Records from a collection
|---|

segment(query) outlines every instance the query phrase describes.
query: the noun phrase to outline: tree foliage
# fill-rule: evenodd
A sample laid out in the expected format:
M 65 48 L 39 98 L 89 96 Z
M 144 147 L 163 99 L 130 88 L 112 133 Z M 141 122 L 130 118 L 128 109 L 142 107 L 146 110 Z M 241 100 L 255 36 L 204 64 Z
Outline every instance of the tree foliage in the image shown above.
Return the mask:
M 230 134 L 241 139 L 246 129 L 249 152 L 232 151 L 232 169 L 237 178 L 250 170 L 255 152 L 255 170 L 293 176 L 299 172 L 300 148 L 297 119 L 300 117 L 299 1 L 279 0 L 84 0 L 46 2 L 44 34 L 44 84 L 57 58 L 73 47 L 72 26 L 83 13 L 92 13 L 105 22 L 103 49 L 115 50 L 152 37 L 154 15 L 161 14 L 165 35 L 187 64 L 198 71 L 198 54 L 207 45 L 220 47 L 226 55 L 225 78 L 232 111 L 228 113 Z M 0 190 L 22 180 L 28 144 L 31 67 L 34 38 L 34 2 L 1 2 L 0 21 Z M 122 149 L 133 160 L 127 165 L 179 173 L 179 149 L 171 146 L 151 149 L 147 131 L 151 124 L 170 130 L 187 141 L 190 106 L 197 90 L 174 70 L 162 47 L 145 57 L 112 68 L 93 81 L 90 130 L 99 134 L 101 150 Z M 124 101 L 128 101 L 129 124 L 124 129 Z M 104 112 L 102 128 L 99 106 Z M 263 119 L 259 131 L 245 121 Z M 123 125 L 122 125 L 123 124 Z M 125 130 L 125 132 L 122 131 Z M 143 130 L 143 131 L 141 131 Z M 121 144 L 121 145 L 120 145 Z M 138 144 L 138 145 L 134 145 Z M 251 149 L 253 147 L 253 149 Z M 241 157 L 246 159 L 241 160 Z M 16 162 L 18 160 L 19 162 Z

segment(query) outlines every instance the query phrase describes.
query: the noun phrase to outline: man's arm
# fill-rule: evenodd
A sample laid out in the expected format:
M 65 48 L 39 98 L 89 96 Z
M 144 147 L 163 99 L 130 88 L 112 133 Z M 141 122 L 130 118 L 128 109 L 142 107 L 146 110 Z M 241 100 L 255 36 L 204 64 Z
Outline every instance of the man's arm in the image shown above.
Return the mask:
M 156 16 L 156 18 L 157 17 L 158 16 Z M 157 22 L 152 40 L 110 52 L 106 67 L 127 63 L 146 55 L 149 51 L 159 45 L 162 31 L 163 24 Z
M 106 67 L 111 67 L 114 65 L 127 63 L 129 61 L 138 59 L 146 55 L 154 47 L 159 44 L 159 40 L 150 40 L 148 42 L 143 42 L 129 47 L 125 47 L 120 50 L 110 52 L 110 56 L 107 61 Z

|---|

For every line above with the word "instance" in it, make a copy.

segment(query) outlines every instance the query phrase describes.
Outline every instance of the tree foliage in the image shown above.
segment(query) outlines every instance the query phrase describes.
Outline every instance of the man's arm in the image shown above.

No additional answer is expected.